===== Data provided =====
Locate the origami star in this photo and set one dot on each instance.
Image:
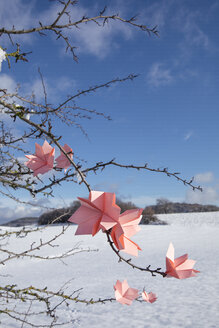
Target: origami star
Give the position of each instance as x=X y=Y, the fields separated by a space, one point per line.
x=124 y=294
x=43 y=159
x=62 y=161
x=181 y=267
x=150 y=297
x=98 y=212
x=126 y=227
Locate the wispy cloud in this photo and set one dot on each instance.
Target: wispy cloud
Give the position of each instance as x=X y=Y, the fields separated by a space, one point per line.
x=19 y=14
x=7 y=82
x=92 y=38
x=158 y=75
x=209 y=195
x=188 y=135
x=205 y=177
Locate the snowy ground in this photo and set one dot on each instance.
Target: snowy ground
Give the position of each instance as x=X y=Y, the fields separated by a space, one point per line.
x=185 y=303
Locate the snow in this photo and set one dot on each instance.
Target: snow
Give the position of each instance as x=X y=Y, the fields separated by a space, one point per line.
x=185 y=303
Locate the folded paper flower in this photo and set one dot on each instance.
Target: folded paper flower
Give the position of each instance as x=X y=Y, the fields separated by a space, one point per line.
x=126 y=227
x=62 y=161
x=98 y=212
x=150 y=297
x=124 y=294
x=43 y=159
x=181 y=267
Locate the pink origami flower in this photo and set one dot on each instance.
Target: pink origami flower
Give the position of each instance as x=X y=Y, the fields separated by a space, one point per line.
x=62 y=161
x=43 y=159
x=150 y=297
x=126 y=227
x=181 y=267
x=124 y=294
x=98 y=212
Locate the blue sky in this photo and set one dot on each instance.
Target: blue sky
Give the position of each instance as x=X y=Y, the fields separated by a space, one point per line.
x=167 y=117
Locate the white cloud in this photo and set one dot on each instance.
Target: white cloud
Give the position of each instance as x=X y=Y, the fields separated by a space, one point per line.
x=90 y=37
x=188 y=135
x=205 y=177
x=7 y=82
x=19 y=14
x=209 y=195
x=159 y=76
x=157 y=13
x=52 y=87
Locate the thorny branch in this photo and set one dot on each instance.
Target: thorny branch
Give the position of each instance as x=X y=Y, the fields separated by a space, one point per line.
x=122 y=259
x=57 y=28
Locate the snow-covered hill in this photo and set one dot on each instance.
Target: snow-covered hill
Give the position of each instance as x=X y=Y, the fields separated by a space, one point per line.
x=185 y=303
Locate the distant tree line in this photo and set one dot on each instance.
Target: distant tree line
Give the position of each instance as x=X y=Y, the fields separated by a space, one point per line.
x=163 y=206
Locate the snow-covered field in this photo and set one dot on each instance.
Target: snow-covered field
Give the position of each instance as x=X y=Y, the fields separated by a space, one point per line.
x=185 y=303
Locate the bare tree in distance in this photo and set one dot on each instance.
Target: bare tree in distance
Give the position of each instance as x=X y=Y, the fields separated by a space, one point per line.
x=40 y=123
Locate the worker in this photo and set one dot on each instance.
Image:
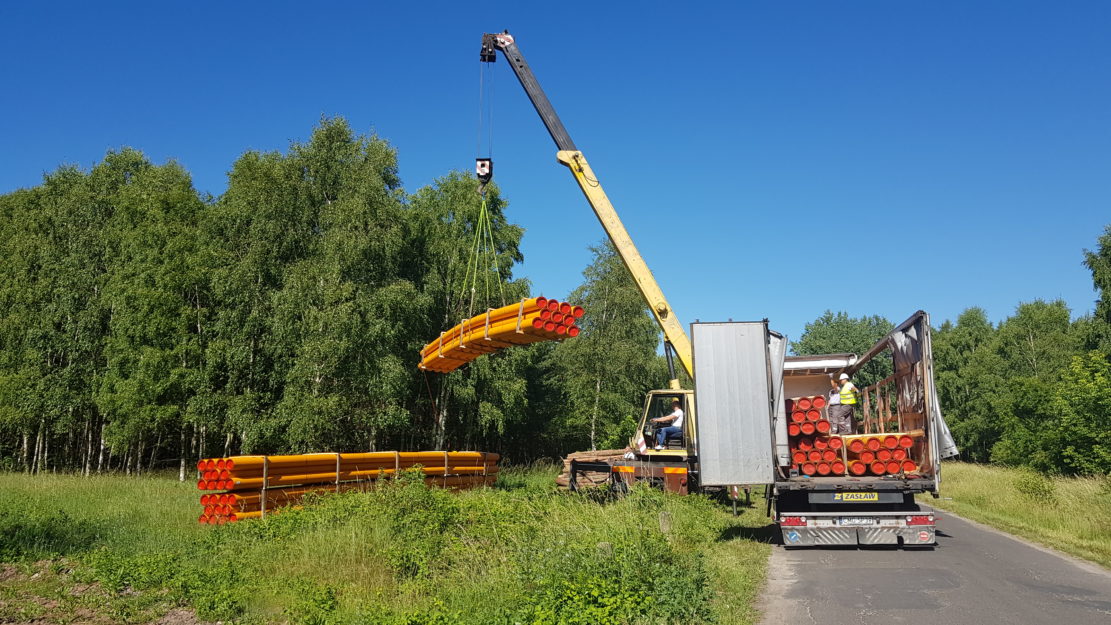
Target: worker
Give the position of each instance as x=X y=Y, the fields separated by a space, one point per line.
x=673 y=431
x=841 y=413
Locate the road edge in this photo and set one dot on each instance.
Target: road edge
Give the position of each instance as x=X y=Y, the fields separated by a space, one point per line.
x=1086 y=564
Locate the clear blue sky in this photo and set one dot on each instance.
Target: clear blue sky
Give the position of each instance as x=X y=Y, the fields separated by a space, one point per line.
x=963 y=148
=====
===== Data provided =====
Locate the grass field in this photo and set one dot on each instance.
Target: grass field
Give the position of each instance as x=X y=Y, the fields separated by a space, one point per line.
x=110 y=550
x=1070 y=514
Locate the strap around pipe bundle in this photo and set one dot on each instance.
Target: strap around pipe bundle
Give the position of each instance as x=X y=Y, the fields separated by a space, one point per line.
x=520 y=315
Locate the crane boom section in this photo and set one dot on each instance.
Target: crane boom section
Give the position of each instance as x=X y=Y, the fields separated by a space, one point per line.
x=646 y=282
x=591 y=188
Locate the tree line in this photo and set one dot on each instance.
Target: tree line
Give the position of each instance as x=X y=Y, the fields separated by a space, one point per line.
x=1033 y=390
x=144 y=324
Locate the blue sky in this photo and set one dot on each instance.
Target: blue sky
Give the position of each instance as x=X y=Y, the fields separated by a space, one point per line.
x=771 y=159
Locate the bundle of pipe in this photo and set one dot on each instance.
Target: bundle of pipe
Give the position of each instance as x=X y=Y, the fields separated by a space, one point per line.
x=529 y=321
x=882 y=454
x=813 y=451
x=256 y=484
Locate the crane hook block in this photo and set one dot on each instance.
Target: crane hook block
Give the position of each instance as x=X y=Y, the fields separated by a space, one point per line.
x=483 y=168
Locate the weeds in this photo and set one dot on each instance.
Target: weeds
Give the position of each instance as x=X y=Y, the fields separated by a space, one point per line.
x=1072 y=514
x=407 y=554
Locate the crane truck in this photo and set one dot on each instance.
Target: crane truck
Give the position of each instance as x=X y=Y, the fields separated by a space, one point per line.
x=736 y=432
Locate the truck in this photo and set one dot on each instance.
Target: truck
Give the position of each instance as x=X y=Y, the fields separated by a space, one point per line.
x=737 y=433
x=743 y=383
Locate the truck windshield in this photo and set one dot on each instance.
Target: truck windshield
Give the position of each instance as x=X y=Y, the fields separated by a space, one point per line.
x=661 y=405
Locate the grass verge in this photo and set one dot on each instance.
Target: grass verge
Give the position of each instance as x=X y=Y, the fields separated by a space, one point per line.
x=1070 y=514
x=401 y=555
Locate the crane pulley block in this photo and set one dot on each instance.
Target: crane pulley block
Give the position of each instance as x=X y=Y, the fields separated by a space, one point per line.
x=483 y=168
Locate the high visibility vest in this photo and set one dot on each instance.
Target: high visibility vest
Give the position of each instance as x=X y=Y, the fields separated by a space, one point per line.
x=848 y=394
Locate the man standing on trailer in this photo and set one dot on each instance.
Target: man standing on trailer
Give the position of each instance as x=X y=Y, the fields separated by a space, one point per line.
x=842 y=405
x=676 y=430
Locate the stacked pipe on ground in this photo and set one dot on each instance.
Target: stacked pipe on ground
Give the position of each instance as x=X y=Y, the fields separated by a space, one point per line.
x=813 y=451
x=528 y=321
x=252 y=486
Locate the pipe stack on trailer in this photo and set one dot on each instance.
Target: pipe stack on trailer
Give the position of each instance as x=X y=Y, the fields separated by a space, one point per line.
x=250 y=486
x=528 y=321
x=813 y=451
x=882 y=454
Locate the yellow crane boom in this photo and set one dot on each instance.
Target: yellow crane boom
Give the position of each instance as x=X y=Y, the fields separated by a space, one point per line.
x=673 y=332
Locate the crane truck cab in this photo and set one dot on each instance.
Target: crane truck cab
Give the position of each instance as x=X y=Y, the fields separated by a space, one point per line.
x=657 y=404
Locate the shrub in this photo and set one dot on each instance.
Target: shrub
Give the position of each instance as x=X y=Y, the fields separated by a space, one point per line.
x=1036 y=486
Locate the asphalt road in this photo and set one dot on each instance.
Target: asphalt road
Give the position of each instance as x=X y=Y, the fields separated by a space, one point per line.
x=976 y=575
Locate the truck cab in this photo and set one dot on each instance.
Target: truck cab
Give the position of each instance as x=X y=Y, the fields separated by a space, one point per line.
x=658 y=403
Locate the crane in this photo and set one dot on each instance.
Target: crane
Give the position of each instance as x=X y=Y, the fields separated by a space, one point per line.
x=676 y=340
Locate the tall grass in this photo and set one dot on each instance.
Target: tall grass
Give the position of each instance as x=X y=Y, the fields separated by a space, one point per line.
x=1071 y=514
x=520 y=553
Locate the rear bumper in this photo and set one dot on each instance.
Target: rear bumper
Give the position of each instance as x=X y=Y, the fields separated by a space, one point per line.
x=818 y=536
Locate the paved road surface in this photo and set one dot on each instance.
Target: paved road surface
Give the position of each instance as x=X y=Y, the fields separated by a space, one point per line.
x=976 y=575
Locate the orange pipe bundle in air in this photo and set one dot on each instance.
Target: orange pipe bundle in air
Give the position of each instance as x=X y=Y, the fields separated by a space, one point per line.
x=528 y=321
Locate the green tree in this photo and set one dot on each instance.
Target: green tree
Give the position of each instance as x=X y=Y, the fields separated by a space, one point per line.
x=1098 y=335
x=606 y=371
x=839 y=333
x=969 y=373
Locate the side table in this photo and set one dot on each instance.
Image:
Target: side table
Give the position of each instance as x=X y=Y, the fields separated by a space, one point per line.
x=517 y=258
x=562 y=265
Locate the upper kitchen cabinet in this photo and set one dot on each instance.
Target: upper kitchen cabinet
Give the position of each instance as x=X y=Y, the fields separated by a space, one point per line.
=====
Copy out the entries above without any changes, starting at the line that contains "Locate the strap" and continuing through the line that contains "x=256 y=484", with both of those lines included.

### Response to this task
Locate the strap around pipe bundle in this photo and set one dot on each instance.
Target: strap around pipe bundle
Give the position of each instance as x=X y=Y, the fields separated by a space, one point per line.
x=520 y=315
Locate the crane boom section in this photo and set one dot on each instance.
Target: crane boom section
Give the position of each instance as x=X y=Y, the fields separated by a space, one point per line.
x=646 y=282
x=591 y=188
Locate the tree line in this photo and set one dot on each instance.
Target: tree line
Give the position of each instance as x=X y=Y, the fields separated by a space, one point per line.
x=1033 y=390
x=144 y=324
Locate the blue sky in this photo and set one dot on each instance.
Target: blue sky
Give the position of each instance as x=X y=Y, the fields separated by a space, one point per line.
x=771 y=159
Locate the bundle of pipe in this photo and set one dot on each instance.
Target: bundle of pipe
Give the position of each instance as x=X y=Y, the fields separated by a space, one point per line.
x=529 y=321
x=882 y=454
x=813 y=451
x=256 y=484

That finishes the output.